From the line holding "Point to one spot on every instance of the word" to the final line of the entries, set down each line exactly, including both, and nothing more.

(Source records)
====

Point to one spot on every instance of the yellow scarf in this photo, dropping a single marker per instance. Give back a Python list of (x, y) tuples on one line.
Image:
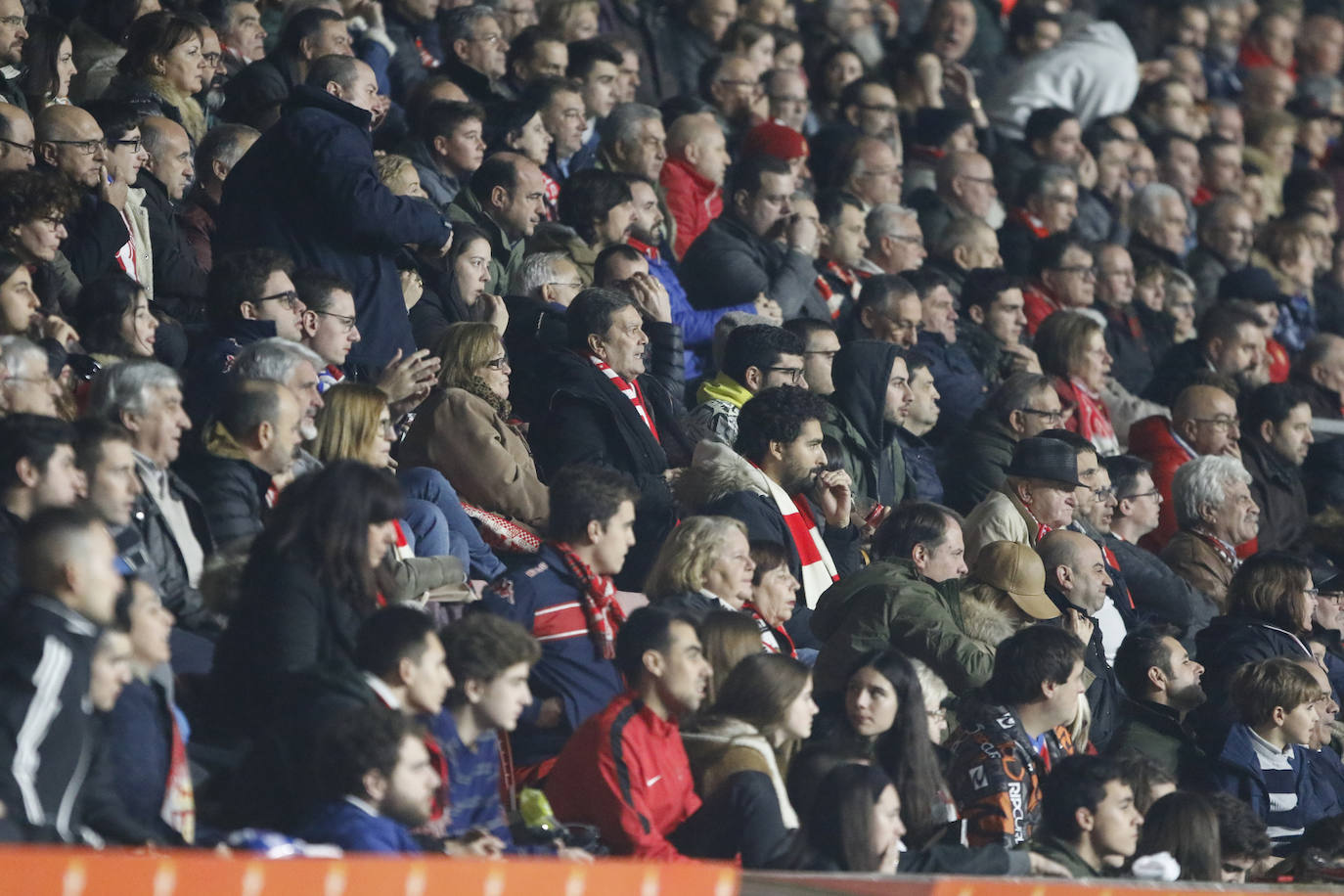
[(723, 388)]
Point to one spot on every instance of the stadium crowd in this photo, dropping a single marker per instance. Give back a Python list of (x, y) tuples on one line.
[(855, 435)]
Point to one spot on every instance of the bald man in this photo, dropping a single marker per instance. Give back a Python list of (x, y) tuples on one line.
[(1077, 582), (693, 175), (164, 177), (1203, 422), (17, 139)]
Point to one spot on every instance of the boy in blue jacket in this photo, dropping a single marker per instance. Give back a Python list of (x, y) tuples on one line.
[(1264, 760)]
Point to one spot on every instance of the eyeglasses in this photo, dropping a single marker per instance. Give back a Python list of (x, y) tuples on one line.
[(85, 147), (288, 298), (24, 148), (1222, 422), (347, 323)]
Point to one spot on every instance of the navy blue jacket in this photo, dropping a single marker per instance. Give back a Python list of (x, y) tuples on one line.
[(546, 602), (957, 379), (1236, 771), (312, 191), (355, 830)]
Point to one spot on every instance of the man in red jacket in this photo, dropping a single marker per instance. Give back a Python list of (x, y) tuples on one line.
[(1203, 422), (693, 175), (626, 773)]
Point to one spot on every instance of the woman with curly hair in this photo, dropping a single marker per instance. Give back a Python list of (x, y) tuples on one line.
[(162, 70), (32, 211)]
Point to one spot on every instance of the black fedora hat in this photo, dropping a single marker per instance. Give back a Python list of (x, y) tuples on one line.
[(1038, 458)]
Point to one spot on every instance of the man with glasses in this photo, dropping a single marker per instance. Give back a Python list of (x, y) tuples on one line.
[(1048, 205), (476, 51), (1062, 277), (17, 139), (755, 357), (248, 297), (1203, 424), (1275, 446), (1159, 594), (1226, 233)]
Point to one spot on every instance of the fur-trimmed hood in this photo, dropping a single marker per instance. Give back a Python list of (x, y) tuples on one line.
[(715, 471)]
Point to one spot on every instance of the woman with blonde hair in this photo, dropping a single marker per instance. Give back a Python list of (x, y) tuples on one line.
[(356, 425), (1071, 348), (728, 640), (466, 431), (704, 564)]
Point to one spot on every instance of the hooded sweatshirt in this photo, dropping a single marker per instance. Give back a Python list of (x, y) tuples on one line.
[(858, 432)]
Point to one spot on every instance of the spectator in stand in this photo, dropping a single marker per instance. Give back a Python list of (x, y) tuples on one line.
[(693, 176), (1163, 684), (1062, 277), (338, 216), (604, 410), (1048, 205), (819, 353), (737, 258), (1073, 349), (888, 310), (1016, 724), (378, 782), (67, 568), (487, 458), (215, 157), (908, 601), (446, 150), (755, 357), (953, 371), (704, 565), (1156, 591), (1088, 813), (1038, 495), (567, 601), (869, 406), (1215, 512), (1264, 759), (38, 469), (895, 241), (1278, 435), (973, 465), (254, 437), (626, 771)]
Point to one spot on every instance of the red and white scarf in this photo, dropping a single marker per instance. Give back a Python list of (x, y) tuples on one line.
[(628, 389), (819, 569), (597, 600)]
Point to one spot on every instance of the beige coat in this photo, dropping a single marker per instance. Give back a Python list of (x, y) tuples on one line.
[(999, 517), (485, 460)]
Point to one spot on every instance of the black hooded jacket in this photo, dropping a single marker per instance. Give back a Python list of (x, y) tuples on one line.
[(858, 434)]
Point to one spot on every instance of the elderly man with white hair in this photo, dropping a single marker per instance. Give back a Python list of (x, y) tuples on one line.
[(1215, 512), (1161, 225), (25, 383), (146, 396)]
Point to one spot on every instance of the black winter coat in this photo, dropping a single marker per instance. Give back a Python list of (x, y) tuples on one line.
[(285, 628), (590, 422), (311, 190)]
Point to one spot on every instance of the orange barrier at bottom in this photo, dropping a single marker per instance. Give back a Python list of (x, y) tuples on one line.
[(31, 871)]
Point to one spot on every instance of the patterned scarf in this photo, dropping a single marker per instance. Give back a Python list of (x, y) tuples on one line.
[(597, 600), (819, 569), (631, 391)]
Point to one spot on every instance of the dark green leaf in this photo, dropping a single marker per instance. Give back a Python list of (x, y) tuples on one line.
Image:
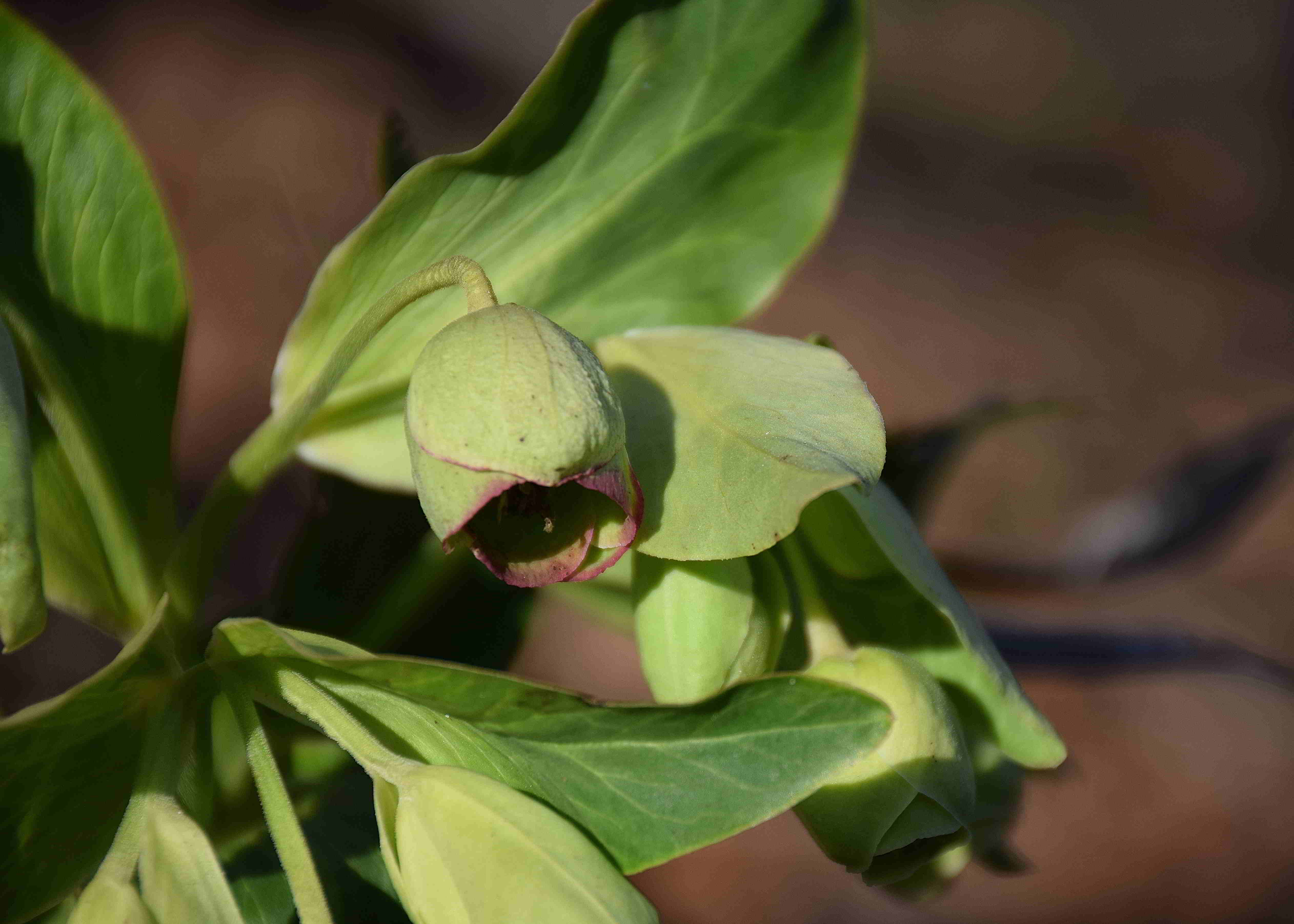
[(881, 584), (670, 166), (66, 773), (92, 290), (649, 784)]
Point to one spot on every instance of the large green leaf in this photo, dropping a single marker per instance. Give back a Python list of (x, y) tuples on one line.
[(649, 784), (91, 288), (66, 769), (23, 602), (670, 166), (448, 834), (882, 586), (733, 433)]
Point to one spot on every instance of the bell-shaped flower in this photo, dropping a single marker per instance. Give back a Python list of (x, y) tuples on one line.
[(464, 848), (518, 448), (908, 800)]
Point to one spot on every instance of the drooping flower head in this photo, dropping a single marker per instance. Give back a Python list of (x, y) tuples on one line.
[(518, 448)]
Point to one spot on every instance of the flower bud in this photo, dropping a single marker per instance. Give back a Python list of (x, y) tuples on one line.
[(448, 834), (906, 800), (518, 448), (110, 901)]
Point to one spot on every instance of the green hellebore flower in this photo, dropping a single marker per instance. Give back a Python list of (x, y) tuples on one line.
[(906, 802), (447, 834), (518, 447)]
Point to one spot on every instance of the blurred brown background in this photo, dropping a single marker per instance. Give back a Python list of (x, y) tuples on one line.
[(1087, 202)]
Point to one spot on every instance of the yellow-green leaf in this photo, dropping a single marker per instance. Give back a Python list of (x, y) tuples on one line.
[(670, 166), (180, 875)]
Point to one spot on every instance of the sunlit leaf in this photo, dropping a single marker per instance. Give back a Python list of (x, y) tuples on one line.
[(670, 166), (882, 586), (649, 784), (66, 773), (733, 433), (23, 601)]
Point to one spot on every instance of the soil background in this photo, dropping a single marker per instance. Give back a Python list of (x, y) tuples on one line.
[(1084, 202)]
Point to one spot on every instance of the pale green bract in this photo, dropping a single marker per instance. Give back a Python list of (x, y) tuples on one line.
[(692, 620), (733, 433), (47, 748), (110, 901), (466, 849), (877, 580), (92, 292), (656, 173), (650, 784)]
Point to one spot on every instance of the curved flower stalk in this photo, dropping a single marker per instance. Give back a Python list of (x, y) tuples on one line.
[(448, 834), (518, 448)]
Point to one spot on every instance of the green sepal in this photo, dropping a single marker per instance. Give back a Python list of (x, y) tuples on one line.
[(671, 165), (871, 576), (47, 802)]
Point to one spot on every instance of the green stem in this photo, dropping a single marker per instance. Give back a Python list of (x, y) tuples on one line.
[(274, 443), (158, 773), (285, 829), (338, 724)]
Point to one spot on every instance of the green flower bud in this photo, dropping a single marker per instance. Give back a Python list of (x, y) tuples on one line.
[(518, 448), (905, 802), (447, 834)]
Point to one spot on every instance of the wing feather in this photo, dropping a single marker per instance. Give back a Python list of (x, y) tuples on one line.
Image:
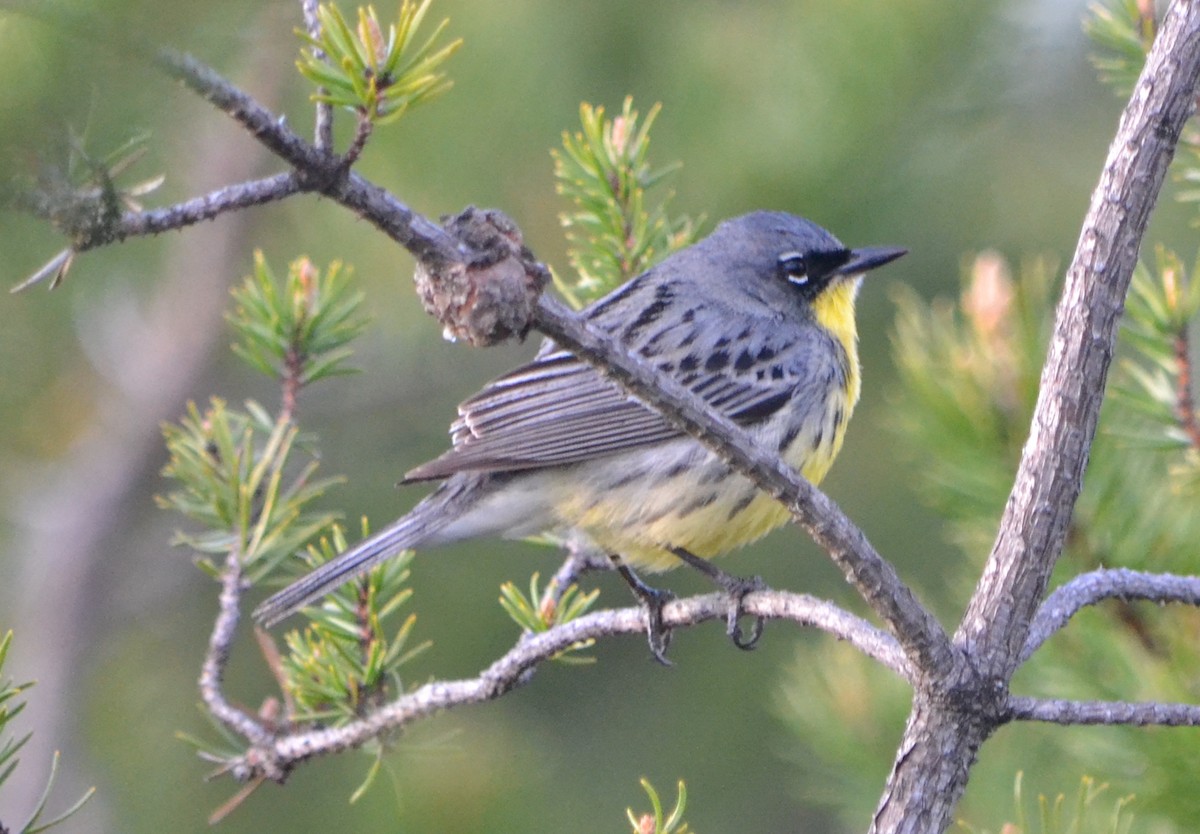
[(557, 409)]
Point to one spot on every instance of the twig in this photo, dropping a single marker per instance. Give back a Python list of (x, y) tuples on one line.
[(274, 759), (207, 207), (1137, 714), (361, 133), (323, 129), (1103, 585), (1185, 406), (942, 738), (273, 132)]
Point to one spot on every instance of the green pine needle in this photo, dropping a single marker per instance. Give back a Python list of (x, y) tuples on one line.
[(613, 231)]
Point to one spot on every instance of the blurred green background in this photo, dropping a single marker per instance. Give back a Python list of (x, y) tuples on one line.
[(943, 127)]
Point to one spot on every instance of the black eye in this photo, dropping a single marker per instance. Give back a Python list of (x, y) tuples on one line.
[(795, 267)]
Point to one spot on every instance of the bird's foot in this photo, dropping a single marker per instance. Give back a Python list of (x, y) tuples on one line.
[(736, 588), (652, 600)]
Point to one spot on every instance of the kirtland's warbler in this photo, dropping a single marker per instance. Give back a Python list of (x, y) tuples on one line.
[(757, 319)]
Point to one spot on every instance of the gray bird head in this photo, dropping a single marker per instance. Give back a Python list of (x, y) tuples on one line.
[(786, 252)]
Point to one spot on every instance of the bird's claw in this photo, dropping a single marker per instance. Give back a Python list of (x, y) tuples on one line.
[(657, 634), (737, 589)]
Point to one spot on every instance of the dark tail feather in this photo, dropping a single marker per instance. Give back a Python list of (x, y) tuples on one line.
[(408, 532)]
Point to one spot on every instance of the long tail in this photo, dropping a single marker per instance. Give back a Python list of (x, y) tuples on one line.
[(412, 531)]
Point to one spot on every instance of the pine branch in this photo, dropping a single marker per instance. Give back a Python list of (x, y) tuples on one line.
[(1135, 714), (275, 757), (941, 739), (1102, 585)]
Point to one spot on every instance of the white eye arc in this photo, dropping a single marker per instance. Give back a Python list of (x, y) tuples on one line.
[(795, 265)]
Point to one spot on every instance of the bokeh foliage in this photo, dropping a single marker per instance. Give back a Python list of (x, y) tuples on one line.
[(969, 381), (915, 123)]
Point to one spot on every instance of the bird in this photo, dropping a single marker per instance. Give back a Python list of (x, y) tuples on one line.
[(756, 319)]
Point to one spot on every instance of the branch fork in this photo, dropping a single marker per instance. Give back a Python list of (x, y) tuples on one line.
[(475, 274)]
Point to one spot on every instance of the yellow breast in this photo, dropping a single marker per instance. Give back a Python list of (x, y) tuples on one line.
[(700, 509)]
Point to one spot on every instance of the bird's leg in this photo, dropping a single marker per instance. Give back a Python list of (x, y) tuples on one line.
[(652, 599), (737, 588)]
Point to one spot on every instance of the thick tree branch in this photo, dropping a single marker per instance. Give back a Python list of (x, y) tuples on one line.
[(323, 126), (1140, 714), (949, 723), (1104, 585)]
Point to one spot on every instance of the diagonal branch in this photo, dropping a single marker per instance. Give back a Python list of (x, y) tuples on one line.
[(922, 637), (1102, 585), (1035, 522)]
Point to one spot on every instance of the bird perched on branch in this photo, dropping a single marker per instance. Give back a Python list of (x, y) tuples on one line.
[(757, 319)]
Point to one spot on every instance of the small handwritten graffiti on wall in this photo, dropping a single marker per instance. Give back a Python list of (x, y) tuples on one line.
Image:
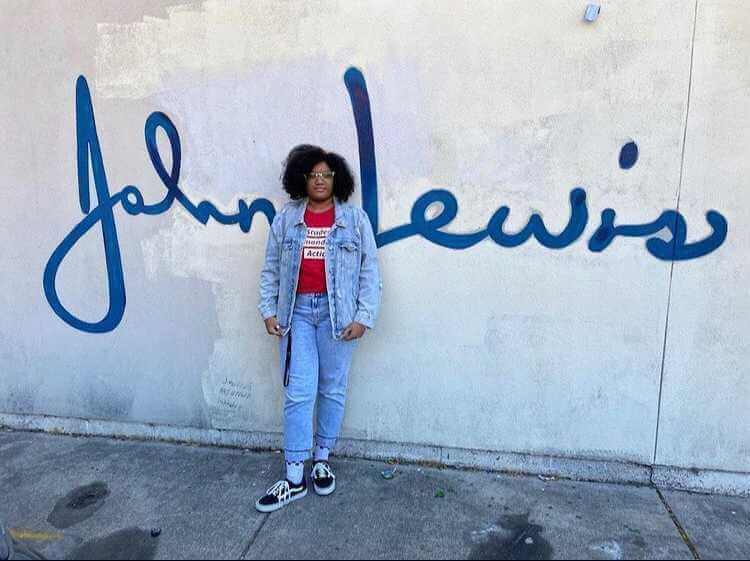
[(89, 155), (233, 395)]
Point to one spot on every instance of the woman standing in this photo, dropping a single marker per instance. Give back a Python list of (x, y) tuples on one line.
[(319, 292)]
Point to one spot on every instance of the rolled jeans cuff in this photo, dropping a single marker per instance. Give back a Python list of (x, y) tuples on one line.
[(323, 442), (296, 455)]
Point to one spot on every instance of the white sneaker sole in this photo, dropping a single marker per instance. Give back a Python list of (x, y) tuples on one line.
[(273, 508), (325, 492)]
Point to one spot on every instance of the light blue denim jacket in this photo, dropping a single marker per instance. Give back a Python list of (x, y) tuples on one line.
[(352, 273)]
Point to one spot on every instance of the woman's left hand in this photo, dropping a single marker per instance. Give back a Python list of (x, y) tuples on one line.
[(353, 331)]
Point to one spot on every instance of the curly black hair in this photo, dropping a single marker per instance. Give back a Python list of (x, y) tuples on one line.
[(302, 159)]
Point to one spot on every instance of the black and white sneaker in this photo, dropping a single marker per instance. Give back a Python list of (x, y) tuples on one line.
[(324, 482), (280, 495)]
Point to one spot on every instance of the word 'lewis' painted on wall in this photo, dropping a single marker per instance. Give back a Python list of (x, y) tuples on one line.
[(89, 156)]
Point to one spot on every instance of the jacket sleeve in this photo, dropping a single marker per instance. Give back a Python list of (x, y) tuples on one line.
[(269, 275), (370, 281)]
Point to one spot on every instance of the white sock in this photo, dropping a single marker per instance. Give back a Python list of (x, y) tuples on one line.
[(295, 471), (321, 454)]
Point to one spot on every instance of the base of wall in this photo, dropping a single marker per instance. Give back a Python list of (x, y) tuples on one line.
[(703, 481)]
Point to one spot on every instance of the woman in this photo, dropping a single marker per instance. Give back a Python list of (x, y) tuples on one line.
[(319, 292)]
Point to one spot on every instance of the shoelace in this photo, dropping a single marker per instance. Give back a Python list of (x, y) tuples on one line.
[(321, 470), (281, 491)]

====

Answer box:
Point to one spot on every instance of the word 'lewis' painted on wall in this photo, dropping a single marker per instance. Give back a Python list of (x, y) tuples on one line.
[(89, 156)]
Point to one spot on every instance of the jacket sleeve in this photo, dropping a single marker per instance. Give back a Python list of (x, y) tuples on one line.
[(269, 275), (370, 281)]
Point to one spot on every instance of the white sock in this photo, dropping a single marker per instance. Give back a Python list of (x, y) tuples on one line.
[(295, 471), (321, 454)]
Point to one spot on every instance of the base of wall in this photo, dropping a single marker per instance. Give back a Python list of (x, y) tuples on one line.
[(703, 481)]
Point to one spot on every instance of the woman in this photo, dropping a single marker per instance. Give back a Python list of (x, y) tuples on one line.
[(319, 292)]
Point to one spot on every instance of the shoelace in this photo, dropping a single marker per instance. Give back a Python list of (x, y) tuples on one line.
[(321, 470), (281, 491)]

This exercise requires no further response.